Task statement
Starting at the line with "Target: long brown hair" and ending at the last of the rows, write out only those lines again. Switch "green bush" to "green shrub" and keep everything else the same.

Named-object pointing rows
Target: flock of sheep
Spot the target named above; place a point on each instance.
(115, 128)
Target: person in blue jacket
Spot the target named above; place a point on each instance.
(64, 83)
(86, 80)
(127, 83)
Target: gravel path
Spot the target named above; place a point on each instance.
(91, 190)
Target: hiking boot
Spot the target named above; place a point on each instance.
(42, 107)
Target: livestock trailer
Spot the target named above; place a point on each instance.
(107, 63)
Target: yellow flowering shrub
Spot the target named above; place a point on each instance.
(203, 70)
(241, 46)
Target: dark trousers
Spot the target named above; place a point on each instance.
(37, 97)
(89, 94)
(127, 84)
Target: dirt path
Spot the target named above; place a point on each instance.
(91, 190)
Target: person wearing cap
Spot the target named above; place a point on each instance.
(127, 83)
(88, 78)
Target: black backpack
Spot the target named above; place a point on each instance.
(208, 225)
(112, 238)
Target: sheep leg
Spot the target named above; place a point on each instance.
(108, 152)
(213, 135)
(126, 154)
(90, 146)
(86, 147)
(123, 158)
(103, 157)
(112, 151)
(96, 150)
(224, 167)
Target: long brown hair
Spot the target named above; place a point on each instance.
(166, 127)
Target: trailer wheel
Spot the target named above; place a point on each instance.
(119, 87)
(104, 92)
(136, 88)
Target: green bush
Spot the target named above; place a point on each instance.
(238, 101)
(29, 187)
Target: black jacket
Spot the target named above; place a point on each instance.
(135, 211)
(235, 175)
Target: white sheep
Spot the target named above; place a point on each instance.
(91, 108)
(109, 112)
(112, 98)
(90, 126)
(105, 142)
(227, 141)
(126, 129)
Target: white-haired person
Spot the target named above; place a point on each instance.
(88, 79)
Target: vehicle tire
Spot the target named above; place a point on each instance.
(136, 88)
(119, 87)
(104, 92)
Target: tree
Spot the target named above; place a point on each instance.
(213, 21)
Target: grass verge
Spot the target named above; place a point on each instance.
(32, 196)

Result for this task
Target: long brown hair
Spot the target named above; place a point on each instance.
(166, 127)
Target: trailer wheel
Spot the target named above; place a point on each instance.
(119, 87)
(104, 92)
(136, 88)
Target: green shrub
Spot the target named above; place a point on each instance.
(238, 101)
(29, 187)
Target: black jacket
Spot the target named above; place a point on each instance.
(135, 211)
(235, 175)
Target: white sheep
Spot the target named above; place a point on each instance.
(91, 108)
(109, 112)
(112, 98)
(90, 126)
(105, 142)
(227, 141)
(126, 129)
Target: white-haired person
Spot the target named above; place a point on each instance.
(88, 79)
Target: vehicle tire
Spot the target named above; place a point on each instance.
(136, 88)
(119, 87)
(104, 92)
Target: tree
Spot the target named above; place a point on each instance.
(213, 21)
Target: grass verge
Spot the target named above; place a point on each instance.
(32, 196)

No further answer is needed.